Provided material:
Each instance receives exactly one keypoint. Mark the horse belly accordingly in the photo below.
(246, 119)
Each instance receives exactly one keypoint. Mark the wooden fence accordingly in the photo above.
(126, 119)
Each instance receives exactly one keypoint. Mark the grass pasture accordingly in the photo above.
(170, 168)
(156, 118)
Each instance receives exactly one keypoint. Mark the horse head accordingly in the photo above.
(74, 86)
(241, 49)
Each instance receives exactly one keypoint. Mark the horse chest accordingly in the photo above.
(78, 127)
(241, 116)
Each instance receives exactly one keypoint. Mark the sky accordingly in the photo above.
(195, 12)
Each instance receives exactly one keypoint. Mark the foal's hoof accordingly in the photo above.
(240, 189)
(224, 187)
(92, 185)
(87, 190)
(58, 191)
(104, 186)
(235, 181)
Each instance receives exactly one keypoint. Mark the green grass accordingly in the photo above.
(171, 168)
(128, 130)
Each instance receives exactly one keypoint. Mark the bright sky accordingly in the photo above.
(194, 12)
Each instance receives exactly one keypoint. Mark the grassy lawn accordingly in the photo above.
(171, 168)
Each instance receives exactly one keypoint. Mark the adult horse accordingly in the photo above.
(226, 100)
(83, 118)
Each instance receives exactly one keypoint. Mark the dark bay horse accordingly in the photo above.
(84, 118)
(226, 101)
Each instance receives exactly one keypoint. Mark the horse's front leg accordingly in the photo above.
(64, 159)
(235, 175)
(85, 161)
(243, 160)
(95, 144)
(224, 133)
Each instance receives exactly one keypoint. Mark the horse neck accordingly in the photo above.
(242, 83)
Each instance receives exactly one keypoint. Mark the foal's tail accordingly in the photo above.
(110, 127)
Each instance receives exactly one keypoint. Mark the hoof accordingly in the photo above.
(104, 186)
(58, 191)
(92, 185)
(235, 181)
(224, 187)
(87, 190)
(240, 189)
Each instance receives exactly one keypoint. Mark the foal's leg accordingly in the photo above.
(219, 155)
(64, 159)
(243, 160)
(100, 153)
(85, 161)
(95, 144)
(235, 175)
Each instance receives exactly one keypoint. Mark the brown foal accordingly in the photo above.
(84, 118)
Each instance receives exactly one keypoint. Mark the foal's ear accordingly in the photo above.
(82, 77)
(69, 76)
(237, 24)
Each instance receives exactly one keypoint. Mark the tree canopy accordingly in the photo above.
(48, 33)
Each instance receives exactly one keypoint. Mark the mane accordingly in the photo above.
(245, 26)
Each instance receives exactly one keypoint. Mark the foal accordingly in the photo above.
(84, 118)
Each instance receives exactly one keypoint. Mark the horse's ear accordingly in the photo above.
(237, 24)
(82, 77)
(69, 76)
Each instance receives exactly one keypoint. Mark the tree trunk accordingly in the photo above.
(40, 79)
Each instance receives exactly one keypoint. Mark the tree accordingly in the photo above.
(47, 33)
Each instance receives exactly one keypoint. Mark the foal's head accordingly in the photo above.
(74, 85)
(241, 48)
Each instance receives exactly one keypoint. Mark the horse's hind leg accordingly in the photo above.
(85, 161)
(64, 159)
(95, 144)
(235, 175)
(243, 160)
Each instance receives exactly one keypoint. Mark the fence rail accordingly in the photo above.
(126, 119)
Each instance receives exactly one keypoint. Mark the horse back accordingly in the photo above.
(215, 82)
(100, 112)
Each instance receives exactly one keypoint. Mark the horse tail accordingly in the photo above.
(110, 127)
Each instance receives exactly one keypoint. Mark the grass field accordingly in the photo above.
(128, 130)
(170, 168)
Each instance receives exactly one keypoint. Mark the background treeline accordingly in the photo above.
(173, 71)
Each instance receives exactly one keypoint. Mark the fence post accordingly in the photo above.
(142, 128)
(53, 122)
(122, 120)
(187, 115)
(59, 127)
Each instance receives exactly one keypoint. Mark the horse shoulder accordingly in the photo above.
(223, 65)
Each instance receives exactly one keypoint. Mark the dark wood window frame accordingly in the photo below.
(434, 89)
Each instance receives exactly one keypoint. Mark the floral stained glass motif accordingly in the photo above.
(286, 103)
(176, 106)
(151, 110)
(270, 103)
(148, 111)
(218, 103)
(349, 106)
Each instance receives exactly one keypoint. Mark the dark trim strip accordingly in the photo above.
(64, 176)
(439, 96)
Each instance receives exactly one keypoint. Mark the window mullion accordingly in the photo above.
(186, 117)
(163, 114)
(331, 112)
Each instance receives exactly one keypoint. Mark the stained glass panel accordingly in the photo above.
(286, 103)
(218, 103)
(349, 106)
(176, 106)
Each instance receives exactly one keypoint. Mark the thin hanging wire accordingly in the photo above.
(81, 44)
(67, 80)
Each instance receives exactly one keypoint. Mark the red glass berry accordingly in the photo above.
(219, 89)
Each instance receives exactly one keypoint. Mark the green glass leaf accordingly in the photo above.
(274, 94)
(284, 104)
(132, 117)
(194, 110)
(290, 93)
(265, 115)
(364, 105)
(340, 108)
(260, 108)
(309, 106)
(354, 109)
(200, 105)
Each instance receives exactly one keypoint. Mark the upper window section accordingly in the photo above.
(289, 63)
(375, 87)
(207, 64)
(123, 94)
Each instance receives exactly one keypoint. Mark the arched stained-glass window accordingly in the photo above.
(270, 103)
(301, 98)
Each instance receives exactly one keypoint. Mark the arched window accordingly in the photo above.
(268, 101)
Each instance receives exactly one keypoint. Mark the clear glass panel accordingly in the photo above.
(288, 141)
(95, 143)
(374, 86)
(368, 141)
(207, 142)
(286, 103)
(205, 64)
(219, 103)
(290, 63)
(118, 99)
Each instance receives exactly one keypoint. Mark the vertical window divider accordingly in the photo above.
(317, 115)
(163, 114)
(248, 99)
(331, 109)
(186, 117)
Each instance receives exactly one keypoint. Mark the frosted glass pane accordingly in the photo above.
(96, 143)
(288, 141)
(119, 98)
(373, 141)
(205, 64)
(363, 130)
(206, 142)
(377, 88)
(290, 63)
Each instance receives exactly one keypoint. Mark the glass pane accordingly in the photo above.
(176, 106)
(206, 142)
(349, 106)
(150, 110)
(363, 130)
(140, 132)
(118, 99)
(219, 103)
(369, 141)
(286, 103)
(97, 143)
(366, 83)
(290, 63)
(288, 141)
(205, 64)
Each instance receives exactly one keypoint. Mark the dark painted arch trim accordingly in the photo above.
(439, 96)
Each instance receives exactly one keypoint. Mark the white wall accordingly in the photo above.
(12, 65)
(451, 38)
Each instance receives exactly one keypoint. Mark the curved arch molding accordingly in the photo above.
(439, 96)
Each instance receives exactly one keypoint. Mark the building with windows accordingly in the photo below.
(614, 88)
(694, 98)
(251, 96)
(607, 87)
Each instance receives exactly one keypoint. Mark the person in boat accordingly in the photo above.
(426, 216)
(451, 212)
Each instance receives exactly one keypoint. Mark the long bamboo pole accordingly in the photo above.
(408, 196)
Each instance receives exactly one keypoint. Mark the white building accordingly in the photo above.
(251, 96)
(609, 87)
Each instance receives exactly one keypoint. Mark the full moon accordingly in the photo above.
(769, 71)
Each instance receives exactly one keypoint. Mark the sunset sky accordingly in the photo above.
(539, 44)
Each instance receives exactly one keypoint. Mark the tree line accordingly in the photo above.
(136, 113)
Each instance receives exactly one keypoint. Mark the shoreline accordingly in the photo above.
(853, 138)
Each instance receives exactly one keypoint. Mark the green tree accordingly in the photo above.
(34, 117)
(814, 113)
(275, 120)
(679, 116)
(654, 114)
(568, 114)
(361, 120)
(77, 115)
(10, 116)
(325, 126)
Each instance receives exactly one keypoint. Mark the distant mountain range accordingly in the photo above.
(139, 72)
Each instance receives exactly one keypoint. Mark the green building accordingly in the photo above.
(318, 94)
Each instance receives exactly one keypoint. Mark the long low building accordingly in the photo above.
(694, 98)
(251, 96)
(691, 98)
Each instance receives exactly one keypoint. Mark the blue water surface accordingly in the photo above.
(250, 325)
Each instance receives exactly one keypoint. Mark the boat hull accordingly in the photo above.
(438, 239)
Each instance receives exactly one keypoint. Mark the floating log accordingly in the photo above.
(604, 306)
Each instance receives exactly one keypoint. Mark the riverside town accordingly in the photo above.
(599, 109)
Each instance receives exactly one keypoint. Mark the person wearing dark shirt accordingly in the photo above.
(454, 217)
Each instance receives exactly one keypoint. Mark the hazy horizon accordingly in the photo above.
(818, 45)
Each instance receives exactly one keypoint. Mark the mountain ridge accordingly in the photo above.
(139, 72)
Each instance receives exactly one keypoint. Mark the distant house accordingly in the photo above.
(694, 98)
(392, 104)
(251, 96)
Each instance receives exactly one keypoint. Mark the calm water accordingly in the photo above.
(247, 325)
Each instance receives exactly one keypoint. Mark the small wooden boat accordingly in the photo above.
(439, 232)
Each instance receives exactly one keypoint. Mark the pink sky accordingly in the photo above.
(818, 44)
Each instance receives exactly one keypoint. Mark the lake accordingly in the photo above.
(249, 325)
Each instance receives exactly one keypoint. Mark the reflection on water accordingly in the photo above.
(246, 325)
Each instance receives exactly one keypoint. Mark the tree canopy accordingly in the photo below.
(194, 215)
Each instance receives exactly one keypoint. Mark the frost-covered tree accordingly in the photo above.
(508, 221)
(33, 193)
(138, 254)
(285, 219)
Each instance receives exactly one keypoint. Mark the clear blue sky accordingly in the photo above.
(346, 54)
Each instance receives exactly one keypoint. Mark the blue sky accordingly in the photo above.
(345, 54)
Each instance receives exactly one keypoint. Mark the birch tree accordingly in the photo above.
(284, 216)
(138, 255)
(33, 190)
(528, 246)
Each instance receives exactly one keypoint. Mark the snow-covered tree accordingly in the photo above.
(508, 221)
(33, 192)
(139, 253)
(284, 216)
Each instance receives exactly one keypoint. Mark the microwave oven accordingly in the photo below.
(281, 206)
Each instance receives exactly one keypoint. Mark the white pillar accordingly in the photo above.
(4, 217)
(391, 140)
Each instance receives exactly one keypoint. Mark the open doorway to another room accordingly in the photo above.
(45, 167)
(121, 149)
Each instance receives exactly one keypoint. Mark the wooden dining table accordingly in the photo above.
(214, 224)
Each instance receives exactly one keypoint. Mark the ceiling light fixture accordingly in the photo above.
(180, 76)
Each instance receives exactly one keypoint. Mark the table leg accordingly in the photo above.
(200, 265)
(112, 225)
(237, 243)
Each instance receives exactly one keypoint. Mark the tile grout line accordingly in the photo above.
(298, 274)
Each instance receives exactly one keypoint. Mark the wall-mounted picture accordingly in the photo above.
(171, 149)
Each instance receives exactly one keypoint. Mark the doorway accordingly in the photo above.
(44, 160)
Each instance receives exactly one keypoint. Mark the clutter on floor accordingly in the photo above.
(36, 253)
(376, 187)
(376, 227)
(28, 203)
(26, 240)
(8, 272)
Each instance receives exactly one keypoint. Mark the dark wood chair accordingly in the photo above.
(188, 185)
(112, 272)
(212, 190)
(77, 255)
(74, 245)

Task objective: Nothing but the lines from the line that contains "pillar accordingly in the photo above." to the last line of the records above should appear in the answer; please copy them exactly.

Exercise solution:
Each instance receives exactly one keypoint. Mark the white pillar accordingly in the photo above.
(4, 217)
(391, 140)
Each instance receives exactly one keypoint. Mark the open doorway to another room accordingly in the photo above.
(45, 167)
(121, 149)
Each instance receives exactly one keypoint. Mark the wooden dining table accordingly in the photo above.
(214, 224)
Each instance receives exactly one keypoint. Mark the ceiling light fixture accordingly in the photo above.
(180, 76)
Each instance receives exactly one keypoint. Mark the table leg accordingly in the photo above.
(200, 265)
(112, 225)
(237, 243)
Each instance receives exactly one keypoint. Mark the tile grout line accordingly in the photo above.
(298, 274)
Each instance receives exactly one keypoint. Mark the wall-mounted picture accordingly in the photo above.
(171, 149)
Each instance receives exactly one keypoint. Mark the doorway accordingly in the photo above.
(44, 160)
Each instance receives exactly one keypoint. Mark the clutter on floor accordingly in the photo above.
(36, 253)
(376, 187)
(376, 227)
(28, 203)
(26, 240)
(8, 272)
Each instance receives exactly one keypoint. Mark the dark wood chair accordingly in the photo above.
(188, 185)
(112, 272)
(212, 190)
(77, 255)
(74, 245)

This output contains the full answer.